What do you mean, "The matrix of what needs supporting [may possibly
become] increasingly large"?   What is the problem with having a large
(implicit) "supported" matrix?  How is supporting a "large matrix" for
livepatch tools different than the current "large matrix" we support
for just building Xen at all?


>> Suppose instead we issued an XSA with a patch, and that it was later
>> discovered that the patch opened up a different security hole when
>> applied on top of XenServer's patchqueue, but not on the baseline
>> XenProject.  Would we issue another XSA and/or an update to an existing XSA?
>>
>> The obvious *default* answer to that is "No; it's not practical for us
>> to deal with software that is not inside the XenProject's control."  One
>> could imagine circumstances in which we issue statements or an XSA
>> anyway, but that would the exception and not the rule.
>>
>> I think the same kind of thing would apply to the livepatch tools: *by
>> default*, we only issue XSAs for the livepatch tools if they create
>> security issues when generating blobs based on security patches issued
>> by the XenProject, and on top of XenProject-released software.  As
>> always, if there's some unforeseen circumstance then someone could argue
>> for an exception.
>
> Not sure here - if analysis showed that the same issue could happen
> elsewhere, and others were just lucky so far, I think we'd have to
> alter the default (and I'm hesitant to call this an exception). Plus
> analysis may, the more different components are involved
> (specifically the compiler, which perhaps none of us has deep enough
> knowledge about), become more and more difficult.
>
> Bottom line - while technically I agree it would be good for the tools
> to be security supported, from a practical perspective I see too
> much complexity for this to be reasonably manageable.

But I still don't understand why you think so.  Every single objection
or question about what would or would  not be supported that has been
raised so far has analogs in what we already support.  It is no more
complex to support livepatch-tools than to support HVM USB
passthrough, or credit2.

I have elsewhere described a hypothetical scenario where I think we
should issue an XSA for livepatch-tools.  Are you really seriously
suggesting that in that scenario we should simply publish the
vulnerability onto xen-devel with no predisclosure?

 -George
Jan Beulich Aug. 21, 2017, 12:07 p.m. UTC | #37
>>> On 21.08.17 at 12:59, <george.dunlap@citrix.com> wrote:
> On Wed, Aug 9, 2017 at 8:36 AM, Jan Beulich <JBeulich@suse.com> wrote:
>>>>> On 08.08.17 at 13:16, <george.dunlap@citrix.com> wrote:
>>> On 08/07/2017 04:59 PM, Jan Beulich wrote:
>>>>>>> George Dunlap <george.dunlap@citrix.com> 08/07/17 12:27 PM >>>
>>>>> So it seems that people are still not quite clear about what I'm proposing.

- [Required tasks]:
(a) Reproduce word for word the part of the Xen livepatch thread that opens with the words containing "I have elsewhere" and closes with "what I'm proposing.".
(b) Carry on the mailing-list thread about security support for the Xen livepatch tools, starting right after its last line.

- [Data]:
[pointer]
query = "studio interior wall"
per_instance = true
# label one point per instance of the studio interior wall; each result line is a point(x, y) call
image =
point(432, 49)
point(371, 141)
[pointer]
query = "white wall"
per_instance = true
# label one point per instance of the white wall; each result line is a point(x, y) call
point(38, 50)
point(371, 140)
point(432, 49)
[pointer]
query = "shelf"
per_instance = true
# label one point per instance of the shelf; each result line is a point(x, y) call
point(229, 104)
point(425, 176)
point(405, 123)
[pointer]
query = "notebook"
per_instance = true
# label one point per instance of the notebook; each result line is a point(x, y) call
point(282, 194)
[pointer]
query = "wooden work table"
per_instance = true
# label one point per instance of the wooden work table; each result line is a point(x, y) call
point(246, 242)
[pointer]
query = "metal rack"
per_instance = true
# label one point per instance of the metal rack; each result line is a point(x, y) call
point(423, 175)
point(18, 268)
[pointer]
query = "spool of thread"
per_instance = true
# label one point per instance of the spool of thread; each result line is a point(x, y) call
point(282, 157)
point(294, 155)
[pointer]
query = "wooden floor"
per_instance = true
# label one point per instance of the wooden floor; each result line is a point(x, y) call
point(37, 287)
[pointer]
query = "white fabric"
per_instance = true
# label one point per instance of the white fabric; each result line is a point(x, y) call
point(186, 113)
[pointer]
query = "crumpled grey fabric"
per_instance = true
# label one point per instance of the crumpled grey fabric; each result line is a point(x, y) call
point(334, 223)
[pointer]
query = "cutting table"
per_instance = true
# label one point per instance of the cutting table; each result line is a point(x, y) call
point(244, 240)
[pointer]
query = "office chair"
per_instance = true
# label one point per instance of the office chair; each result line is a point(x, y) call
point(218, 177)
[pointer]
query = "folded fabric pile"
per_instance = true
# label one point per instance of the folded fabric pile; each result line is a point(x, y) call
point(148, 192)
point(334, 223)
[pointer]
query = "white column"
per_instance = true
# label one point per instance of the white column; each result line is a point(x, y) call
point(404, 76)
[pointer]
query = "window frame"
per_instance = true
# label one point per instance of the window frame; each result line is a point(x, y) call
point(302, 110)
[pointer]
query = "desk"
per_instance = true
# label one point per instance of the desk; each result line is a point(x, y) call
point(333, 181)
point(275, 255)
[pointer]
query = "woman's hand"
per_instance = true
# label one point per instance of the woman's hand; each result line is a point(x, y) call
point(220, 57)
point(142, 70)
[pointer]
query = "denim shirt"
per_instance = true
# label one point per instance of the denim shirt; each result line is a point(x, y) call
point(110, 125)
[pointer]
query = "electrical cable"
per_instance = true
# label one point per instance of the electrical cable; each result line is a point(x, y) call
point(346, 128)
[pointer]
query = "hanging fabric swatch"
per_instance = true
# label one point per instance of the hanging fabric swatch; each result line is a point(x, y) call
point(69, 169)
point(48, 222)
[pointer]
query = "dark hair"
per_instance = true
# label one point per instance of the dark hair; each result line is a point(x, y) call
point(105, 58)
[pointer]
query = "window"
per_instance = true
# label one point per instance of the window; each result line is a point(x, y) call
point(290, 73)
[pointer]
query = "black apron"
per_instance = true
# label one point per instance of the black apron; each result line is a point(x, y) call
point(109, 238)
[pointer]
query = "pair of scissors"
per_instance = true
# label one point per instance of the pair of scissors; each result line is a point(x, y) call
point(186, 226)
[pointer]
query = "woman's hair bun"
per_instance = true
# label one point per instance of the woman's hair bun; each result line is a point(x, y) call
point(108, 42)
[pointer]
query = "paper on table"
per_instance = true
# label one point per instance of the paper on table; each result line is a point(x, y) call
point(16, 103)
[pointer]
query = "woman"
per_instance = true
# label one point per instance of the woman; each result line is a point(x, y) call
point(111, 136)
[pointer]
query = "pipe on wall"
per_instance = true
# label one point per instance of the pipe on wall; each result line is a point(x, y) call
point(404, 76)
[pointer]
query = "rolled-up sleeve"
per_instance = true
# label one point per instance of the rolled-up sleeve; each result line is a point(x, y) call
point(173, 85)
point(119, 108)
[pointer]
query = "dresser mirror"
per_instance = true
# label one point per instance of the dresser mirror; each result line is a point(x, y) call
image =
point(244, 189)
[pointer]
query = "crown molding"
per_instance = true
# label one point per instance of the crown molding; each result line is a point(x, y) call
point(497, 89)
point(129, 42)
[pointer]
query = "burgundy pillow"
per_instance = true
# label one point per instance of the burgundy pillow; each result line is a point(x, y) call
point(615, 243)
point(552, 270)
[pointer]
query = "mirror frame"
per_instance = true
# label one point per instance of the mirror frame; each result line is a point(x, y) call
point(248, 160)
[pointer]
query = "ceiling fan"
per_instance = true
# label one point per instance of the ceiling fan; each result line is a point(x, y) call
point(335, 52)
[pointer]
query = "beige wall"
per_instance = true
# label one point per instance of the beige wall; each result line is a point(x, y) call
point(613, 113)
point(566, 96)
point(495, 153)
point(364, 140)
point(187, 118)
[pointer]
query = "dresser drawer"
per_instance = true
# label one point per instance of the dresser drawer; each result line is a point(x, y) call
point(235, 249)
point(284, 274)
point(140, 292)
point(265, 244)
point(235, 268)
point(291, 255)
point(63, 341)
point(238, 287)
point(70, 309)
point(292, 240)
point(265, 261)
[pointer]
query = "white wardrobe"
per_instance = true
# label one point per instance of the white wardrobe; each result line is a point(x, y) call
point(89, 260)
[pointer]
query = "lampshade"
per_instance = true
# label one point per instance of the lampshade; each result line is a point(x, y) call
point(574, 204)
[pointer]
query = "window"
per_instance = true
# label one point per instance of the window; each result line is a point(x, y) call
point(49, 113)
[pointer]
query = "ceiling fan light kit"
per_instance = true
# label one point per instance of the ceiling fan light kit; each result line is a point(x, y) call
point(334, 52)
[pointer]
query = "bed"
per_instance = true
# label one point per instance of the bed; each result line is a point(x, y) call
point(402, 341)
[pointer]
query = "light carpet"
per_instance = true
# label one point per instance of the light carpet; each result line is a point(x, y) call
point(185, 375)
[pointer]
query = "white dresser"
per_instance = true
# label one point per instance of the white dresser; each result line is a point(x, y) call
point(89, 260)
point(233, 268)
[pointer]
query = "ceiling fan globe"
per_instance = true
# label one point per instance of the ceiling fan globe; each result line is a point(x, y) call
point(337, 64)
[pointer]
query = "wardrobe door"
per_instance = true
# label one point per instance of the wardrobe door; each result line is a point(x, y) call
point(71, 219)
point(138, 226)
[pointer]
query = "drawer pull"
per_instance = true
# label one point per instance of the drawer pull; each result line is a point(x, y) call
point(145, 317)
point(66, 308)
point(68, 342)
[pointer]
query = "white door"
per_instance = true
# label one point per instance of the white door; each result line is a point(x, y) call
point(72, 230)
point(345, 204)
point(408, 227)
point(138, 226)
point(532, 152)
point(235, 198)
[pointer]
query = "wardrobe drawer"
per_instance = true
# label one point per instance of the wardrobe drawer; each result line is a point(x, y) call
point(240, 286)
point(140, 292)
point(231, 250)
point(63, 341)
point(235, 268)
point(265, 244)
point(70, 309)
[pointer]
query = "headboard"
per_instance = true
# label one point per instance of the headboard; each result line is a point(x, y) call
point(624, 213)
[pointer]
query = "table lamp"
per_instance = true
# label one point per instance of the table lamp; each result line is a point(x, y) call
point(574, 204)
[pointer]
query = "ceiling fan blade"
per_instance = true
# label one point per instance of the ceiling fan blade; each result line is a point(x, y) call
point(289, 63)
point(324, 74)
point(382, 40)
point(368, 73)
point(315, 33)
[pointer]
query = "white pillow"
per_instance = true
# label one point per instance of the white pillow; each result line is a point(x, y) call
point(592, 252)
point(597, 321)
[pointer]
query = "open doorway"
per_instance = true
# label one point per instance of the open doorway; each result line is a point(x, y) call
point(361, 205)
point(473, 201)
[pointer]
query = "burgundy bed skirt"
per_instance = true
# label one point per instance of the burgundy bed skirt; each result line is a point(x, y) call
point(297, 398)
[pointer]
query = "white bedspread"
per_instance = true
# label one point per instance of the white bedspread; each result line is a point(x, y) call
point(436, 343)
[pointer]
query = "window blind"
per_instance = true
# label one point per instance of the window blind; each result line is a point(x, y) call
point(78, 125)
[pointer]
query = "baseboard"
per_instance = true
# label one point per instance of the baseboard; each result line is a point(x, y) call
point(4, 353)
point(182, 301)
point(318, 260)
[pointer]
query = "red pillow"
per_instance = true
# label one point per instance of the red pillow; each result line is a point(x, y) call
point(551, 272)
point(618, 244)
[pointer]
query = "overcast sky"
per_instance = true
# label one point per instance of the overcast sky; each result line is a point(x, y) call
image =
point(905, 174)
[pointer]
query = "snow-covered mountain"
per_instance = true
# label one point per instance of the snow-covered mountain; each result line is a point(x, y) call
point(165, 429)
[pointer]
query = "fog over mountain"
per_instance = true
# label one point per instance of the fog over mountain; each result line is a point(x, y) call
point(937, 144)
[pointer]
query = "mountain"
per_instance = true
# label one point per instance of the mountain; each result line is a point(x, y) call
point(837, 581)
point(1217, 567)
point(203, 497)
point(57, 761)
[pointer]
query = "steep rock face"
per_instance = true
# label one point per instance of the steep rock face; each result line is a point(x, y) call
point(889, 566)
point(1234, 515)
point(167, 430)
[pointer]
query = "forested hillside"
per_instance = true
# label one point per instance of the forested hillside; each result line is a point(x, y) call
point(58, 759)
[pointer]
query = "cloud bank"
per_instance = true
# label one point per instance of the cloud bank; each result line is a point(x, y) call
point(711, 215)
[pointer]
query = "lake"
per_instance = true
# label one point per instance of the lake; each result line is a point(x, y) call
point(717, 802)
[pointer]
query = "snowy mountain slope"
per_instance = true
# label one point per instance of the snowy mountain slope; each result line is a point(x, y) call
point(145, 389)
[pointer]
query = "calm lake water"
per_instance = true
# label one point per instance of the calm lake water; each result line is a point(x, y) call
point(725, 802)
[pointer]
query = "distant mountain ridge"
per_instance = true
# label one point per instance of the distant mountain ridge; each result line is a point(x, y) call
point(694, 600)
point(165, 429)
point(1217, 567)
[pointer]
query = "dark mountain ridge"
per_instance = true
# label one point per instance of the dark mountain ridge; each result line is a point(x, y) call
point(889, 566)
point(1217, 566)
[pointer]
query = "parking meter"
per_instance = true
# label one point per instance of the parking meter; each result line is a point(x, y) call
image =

- [Solved tasks]:
(a)
I have elsewhere described a hypothetical scenario where I think we
should issue an XSA for livepatch-tools.  Are you really seriously
suggesting that in that scenario we should simply publish the
vulnerability onto xen-devel with no predisclosure?

 -George
Jan Beulich Aug. 21, 2017, 12:07 p.m. UTC | #37
>>> On 21.08.17 at 12:59, <george.dunlap@citrix.com> wrote:
> On Wed, Aug 9, 2017 at 8:36 AM, Jan Beulich <JBeulich@suse.com> wrote:
>>>>> On 08.08.17 at 13:16, <george.dunlap@citrix.com> wrote:
>>> On 08/07/2017 04:59 PM, Jan Beulich wrote:
>>>>>>> George Dunlap <george.dunlap@citrix.com> 08/07/17 12:27 PM >>>
>>>>> So it seems that people are still not quite clear about what I'm proposing.

(b)
>>>>
>>>> And indeed your examples helped me understand better what you mean
>>>> (or at least I hope they did).
>>>>
>>>>> Suppose someone builds a livepatch with the correct compiler, with a
>>>>> correct patch (that would fix the bug if rebooted into a new
>>>>> hypervisor), with correct fix-up code.  Suppose that the bug passes all
>>>>> reasonable testing; but that, *due to a bug in the tools*, the patch
>>>>> also gives PV guests access to hypervisor memory.  Is this a security
>>>>> issue?  Yes -- the human told it to do safe thing X ("build a livepatch
>>>>> based on correct inputs to fix this bug") and it did unsafe thing Y
>>>>> ("build a livepatch that opens up a new security hole").
>>>>
>>>> There's one more factor here: The livepatch tools may behave properly
>>>> with one version of the compiler, and improperly with another.
>>>
>>> I don't really understand the reasoning here.  Is this your argument:
>>> "One can imagine a security-critical livepatch bug that only affects
>>> say, gcc 6.x and not gcc 5.x or 7.x.  Therefore, we should never issue
>>> XSAs for any security-critical livepatch bugs."
>>>
>>> If we found that livepatching tools make an incorrect patch only when
>>> using gcc 5.x, and we have reason to believe that some people may be
>>> using gcc 5.x, then I think we should issue an XSA and say that it only
>>> affects people compiling xen with gcc 5.x.
>>>
>>> It probably would make sense to specify some range of compiler versions
>>> for which we will issue XSAs for the livepatch tools.  A good baseline
>>> would be what versions of gcc Xen uses, and then we can restrict it
>>> further if we need to (for instance, if some versions of gcc are missing
>>> requisite features, or if they are just known to be buggy).
>>>
>>> And remember, this is not "We have tested all compiler versions and
>>> promise you there are no bugs."  It's, "If someone finds a bug for this
>>> set of compilers, we will tell you about it so you can do something
>>> about it."
>>
>> I can see and understand all of what you say; my argument,
>> however was more towards the matrix of what needs supporting
>> possibly becoming unreasonably large (no matter whether we
>> specify a range of compilers, as once again distros tend to not
>> ship plain unpatched upstream compiler versions).
> 
> What do you mean, "The matrix of what needs supporting [may possibly
> become] increasingly large"?   What is the problem with having a large
> (implicit) "supported" matrix?  How is supporting a "large matrix" for
> livepatch tools different than the current "large matrix" we support
> for just building Xen at all?

The matrix of Xen only has just a single dimension. Since livepatch
tools and Xen are independent, any pair of them would need
building/testing in order to be sure things work in all supported
combinations.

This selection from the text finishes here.